#### [The tasks]
• A. In the text on political party registration, shorten the paragraph that begins "The AEC maintains a Register of Political Parties" and keep its main facts.
• B. List every length of time in the text on political party registration that is given as a number of weeks or months. Say what each one applies to.

#### [Provided text]
# # # # #
Political Party Registration

Current Register of Political Parties

The AEC maintains a Register of Political Parties. The register lists those parties which are eligible to have the party affiliation of their endorsed candidates printed on ballot papers at a federal election.


Applications for registration must be made to the AEC in line with instructions on the relevant application form and with reference to the Party Registration Guide.

For the registration of a new party

After a party is registered

Election related forms

Application timeframes

  • An application to register a new party would be expected to take at least 12 weeks to complete.
  • Applications from currently registered parties to register a party logo are expected to take a minimum of six weeks to complete.

The approximate timeframe for a party registration application could be extended if objections are received during the one month public consultation process, as applicant parties have the right of response to objections provided to the AEC.

Processing timeframes will also be affected by the conduct of a federal election or by-election as applications cannot legally be processed in the period between the issue and the return of writs.
# # # # #
(Source data)
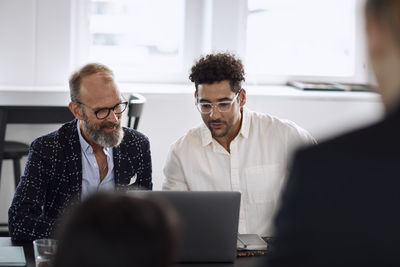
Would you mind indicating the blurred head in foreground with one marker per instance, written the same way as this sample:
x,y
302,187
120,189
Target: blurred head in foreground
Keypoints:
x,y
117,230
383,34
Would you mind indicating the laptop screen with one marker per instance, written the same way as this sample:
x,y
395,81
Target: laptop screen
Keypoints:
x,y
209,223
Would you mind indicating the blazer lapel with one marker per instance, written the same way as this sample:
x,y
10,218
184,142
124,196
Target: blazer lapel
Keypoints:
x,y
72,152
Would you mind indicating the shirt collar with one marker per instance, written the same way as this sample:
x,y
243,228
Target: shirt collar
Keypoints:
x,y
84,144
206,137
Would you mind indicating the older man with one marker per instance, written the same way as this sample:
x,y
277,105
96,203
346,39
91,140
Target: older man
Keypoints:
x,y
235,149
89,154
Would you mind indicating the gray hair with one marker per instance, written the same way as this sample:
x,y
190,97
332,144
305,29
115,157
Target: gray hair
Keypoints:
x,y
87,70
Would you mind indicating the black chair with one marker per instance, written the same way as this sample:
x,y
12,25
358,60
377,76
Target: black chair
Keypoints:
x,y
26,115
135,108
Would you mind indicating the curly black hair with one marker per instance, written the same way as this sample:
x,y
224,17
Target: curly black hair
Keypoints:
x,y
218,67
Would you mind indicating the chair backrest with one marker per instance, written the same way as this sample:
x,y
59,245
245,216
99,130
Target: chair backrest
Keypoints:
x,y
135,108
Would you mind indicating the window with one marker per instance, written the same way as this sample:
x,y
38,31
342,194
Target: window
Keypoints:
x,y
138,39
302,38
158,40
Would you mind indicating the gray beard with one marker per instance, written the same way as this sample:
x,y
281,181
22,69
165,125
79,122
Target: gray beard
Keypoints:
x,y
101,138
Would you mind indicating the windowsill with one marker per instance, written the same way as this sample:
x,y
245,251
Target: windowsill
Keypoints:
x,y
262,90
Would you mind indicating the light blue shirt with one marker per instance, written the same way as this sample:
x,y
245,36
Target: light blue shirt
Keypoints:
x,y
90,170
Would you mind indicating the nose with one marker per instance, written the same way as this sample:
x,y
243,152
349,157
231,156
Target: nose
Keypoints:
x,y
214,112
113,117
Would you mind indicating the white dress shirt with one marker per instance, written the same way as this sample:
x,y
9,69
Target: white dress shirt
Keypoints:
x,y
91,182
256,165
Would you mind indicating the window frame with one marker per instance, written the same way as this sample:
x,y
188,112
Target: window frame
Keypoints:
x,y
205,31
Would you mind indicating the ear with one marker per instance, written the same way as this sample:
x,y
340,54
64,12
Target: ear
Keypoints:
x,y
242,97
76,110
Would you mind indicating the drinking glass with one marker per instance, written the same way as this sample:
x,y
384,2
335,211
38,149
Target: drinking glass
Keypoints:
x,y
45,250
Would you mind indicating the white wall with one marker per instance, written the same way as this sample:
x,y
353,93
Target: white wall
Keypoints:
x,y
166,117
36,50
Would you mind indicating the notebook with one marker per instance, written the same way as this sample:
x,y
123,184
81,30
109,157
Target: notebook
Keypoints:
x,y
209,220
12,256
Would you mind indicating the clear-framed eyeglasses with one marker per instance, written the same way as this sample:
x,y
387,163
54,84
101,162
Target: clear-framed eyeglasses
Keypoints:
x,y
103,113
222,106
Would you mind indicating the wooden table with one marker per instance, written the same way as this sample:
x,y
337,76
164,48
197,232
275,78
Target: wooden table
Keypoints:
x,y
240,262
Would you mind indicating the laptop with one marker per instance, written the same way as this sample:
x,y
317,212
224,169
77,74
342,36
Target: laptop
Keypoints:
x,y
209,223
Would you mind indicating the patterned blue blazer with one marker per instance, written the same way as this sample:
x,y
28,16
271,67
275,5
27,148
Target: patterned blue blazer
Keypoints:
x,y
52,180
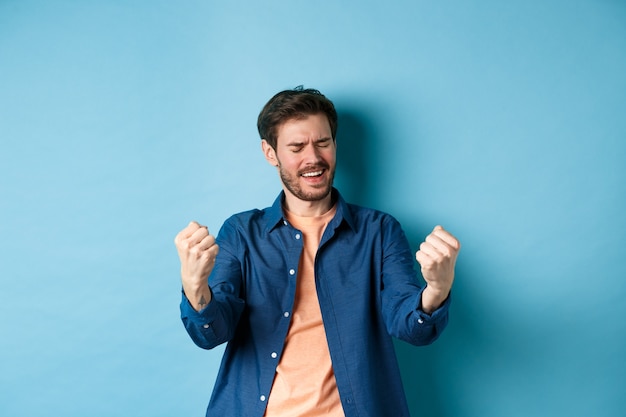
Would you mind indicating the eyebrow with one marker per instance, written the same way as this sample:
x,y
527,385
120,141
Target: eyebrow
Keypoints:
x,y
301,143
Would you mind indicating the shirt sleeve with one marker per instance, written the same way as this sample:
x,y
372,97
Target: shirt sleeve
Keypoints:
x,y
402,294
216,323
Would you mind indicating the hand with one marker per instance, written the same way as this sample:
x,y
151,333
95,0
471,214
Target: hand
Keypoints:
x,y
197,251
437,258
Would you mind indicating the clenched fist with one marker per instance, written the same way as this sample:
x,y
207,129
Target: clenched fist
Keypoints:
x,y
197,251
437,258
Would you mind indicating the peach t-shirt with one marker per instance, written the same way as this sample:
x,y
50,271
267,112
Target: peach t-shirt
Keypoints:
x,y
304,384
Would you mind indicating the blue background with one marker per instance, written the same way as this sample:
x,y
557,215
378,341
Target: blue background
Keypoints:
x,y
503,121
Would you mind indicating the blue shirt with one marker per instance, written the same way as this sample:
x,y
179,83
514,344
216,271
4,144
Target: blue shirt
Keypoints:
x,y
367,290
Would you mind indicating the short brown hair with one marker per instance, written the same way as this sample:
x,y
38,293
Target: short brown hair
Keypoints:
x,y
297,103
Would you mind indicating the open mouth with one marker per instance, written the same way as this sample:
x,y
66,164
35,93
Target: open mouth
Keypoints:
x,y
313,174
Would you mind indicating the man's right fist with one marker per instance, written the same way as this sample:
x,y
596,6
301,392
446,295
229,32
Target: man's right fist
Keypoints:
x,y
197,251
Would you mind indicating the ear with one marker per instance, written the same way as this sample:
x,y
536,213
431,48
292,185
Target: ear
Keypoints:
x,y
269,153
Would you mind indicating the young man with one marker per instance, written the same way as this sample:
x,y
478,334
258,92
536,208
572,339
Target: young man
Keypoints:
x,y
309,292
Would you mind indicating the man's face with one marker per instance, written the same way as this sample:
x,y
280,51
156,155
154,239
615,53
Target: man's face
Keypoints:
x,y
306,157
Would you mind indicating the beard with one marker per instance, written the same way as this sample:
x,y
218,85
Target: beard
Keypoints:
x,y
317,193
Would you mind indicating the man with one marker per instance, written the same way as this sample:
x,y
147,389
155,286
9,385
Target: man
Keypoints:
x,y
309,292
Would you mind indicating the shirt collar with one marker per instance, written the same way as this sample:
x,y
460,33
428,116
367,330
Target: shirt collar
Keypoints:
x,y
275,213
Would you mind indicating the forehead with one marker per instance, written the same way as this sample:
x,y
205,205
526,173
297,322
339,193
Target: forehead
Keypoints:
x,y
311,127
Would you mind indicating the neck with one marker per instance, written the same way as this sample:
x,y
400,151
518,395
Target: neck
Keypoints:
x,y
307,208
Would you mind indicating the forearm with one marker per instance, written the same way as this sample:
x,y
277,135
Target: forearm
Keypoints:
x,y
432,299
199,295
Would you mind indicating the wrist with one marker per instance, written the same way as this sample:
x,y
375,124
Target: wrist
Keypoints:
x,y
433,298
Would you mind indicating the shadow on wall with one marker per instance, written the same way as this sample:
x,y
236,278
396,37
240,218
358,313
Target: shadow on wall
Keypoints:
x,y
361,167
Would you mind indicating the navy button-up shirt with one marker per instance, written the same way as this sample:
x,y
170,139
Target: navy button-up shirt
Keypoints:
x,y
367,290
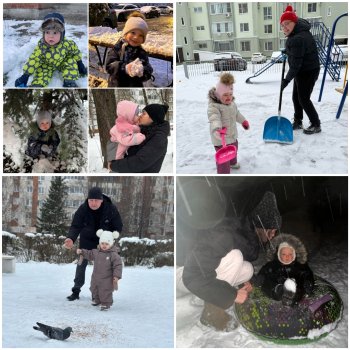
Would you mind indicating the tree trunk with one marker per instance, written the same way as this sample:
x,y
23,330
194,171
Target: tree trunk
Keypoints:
# # # # #
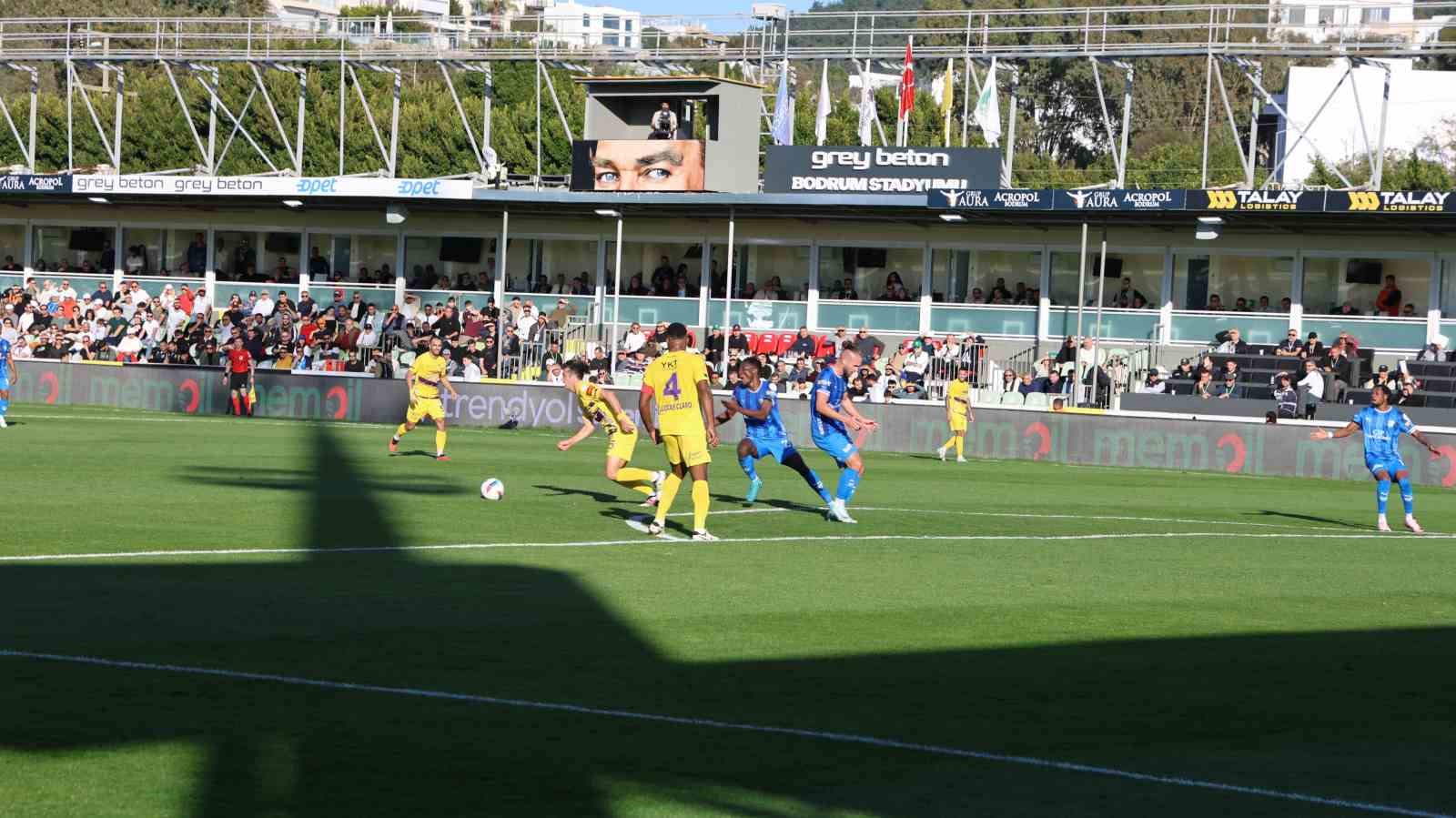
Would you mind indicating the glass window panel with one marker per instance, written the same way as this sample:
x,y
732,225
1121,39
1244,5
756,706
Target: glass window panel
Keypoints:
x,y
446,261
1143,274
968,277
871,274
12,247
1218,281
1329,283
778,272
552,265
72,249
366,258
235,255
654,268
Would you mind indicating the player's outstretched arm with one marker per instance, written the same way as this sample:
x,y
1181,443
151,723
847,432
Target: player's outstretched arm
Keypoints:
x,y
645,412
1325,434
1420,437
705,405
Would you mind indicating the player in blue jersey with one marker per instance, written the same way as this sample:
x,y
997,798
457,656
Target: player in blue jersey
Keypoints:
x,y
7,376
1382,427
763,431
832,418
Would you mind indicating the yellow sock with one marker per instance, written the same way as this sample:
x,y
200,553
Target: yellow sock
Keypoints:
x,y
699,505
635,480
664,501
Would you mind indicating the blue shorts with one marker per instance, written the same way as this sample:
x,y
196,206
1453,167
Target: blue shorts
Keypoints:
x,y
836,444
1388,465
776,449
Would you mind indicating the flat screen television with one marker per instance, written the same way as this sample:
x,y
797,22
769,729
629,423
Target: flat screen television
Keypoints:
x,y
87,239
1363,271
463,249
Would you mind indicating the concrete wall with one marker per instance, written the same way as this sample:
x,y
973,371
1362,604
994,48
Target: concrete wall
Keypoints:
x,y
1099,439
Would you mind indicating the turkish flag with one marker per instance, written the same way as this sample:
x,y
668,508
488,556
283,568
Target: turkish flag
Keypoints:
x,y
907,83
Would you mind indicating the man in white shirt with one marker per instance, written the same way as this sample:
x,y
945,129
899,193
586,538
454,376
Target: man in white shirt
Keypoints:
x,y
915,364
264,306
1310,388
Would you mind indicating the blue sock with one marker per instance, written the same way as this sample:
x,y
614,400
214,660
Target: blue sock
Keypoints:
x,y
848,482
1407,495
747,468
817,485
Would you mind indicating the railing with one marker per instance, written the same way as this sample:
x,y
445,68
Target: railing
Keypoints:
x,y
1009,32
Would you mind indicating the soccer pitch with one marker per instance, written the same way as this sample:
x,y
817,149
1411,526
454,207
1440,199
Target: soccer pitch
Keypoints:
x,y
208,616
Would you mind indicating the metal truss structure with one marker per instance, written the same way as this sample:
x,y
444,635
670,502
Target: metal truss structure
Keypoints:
# # # # #
#### [Solutions by task]
• A. The AEC keeps a Register of Political Parties. It lists the parties whose endorsed candidates may have their party affiliation printed on ballot papers at federal elections.

• B.
- At least 12 weeks: completing an application to register a new party
- A minimum of six weeks: completing an application from a currently registered party to register a party logo
- One month: the public consultation process, during which objections may be received